[Excerpts from a point labeling dataset]
· · · ·

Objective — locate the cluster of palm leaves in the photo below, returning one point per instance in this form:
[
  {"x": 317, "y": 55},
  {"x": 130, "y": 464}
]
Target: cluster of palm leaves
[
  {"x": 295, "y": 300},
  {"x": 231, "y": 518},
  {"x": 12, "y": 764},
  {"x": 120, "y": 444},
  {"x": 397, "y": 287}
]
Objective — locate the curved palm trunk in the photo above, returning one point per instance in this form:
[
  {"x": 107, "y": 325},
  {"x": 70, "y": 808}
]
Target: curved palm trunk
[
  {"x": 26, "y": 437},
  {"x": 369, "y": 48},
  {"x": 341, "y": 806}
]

· · · ·

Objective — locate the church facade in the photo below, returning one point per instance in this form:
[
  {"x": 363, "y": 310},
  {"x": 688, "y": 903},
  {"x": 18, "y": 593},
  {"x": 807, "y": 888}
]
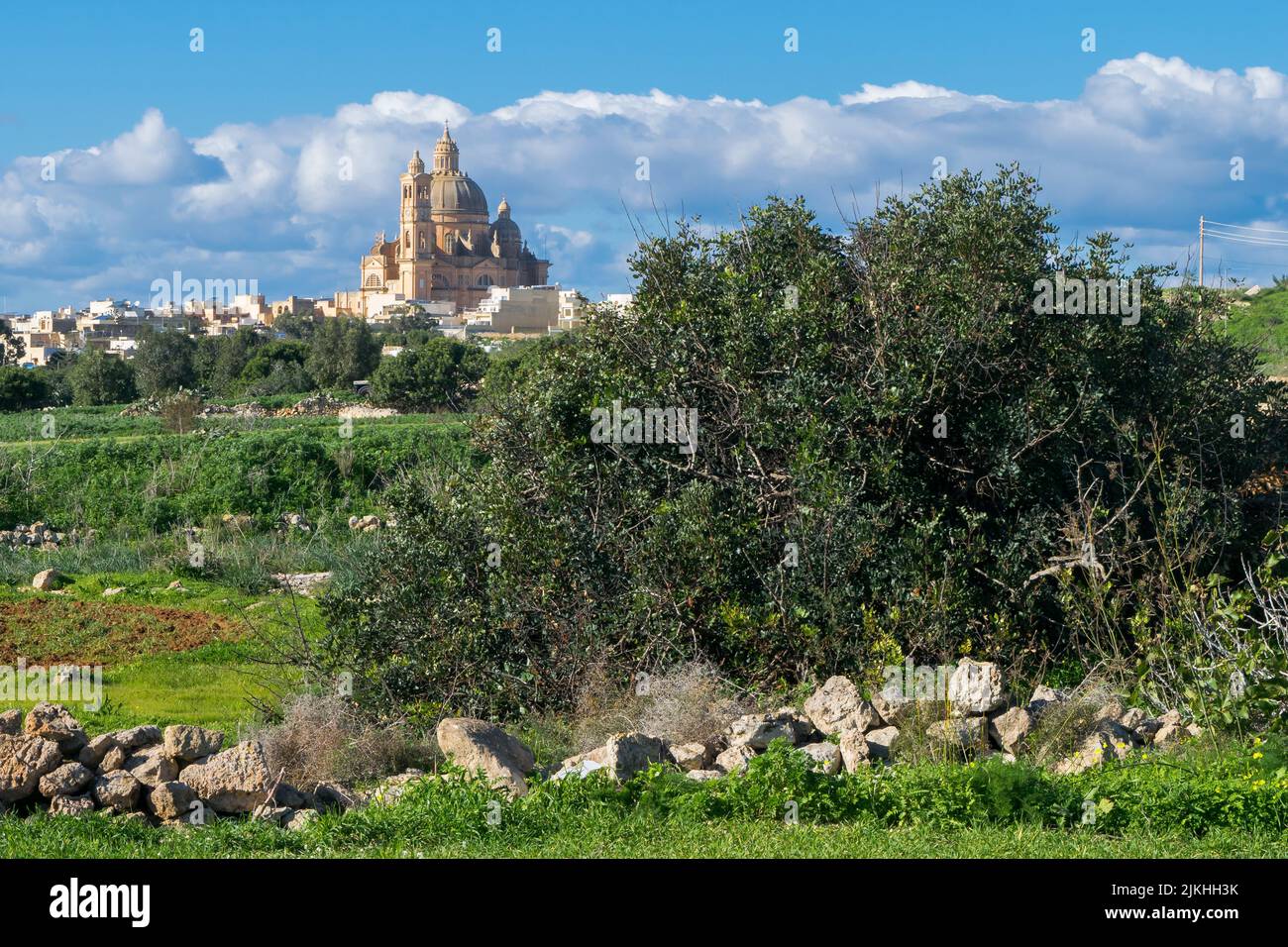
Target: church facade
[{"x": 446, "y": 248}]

· · · ·

The exercise
Pick out each line of the data above that contains the word "leaves", and copy those lines.

Output for this task
Objective — locate the cluster of palm leaves in the photo below, returning one point per instance in this form:
Target: cluster of palm leaves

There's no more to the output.